(STATED EXERCISE) Resume the passage below on the FCA's focus on customer outcomes and firm culture, picking up after its last sentence.

(TEXT BLOCK)
At a practical level, then, the FCA has made it clear that it is
focusing on the 'outputs' and not the 'inputs'. What are those
outputs? They include – let us lapse for a moment into
regulator-speak for this – the achievement of appropriate
customer outcomes and the highest ethical performance of all
customer-facing staff, with those staff being technically
competent to advise and provide the most suitable advice in any
given scenario and with regard to each individual client.
Watching for changes in the regulator's facial
expression
The FCA has often indicated that 'appropriate customer outcomes'
depend heavily on firms having internal cultures that view the
interests of their customers as paramount. Cultural leadership
has to come from the top. The senior management of every firm
must enshrine the right culture in clearly described business
practices that ordinary people can understand easily and, once
established, the culture must inspire every layer of management
whenever someone has to make a judgement about what is acceptable
and what is not.
The problem with all of this is that it is relatively arbitrary.

(GIVEN DATA)
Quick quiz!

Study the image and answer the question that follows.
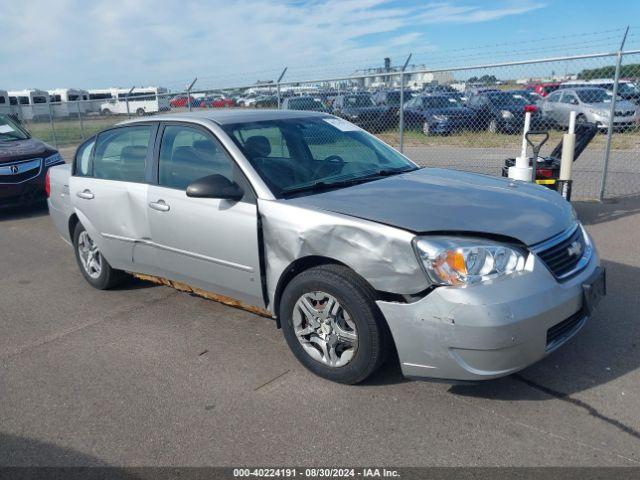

(THE REPLY)
Without clear rules or benchmarks, how can firms ensure that they
are satisfying the expectations of the regulator? Increasingly it
seems, the FCA is lashing out against both firms and individuals
according ot its own subjective judgements and agenda rather than
by black and white regulatory rules or guidelines.
For example in recent enforcements against ‘market abuse’ the FCA
has relied upon s118(5) Financial Services Act, dealing
with trading activity that gives a false impression of the
supply, demand and price of investments. The FCA does not,
however, impose comparative quantum caps concerning how much of a
bond or stock can be held. This leaves the whole process of
pricing bonds (particularly in relatively narrowly traded
markets) open to claims of market abuse at the whim of the FCA.
With careers and reputations at stake, who would be a
market-maker in these circumstances?
Determining acceptable levels of conduct
The greatest challenge facing compliance and risk people is to
try to determine the acceptable levels of conduct in the multiple
market, investment and client sectors that the FCA regulates.
There have been many recent references in FCA speeches or press
releases about the need for senior management or compliance
people to be aware of everything that happens on their watch.
Much rhetoric and recent legislation has been directed at holding
these senior individuals accountable for any of their staff’s
misconduct and shifting the burden of evidence to being one of
‘unless you can prove you did something to stop it, you are as
guilty as the perpetrators themselves’. Realistically speaking,
in large organisations with huge trading floors and wealth
management desks, this is simply impossible.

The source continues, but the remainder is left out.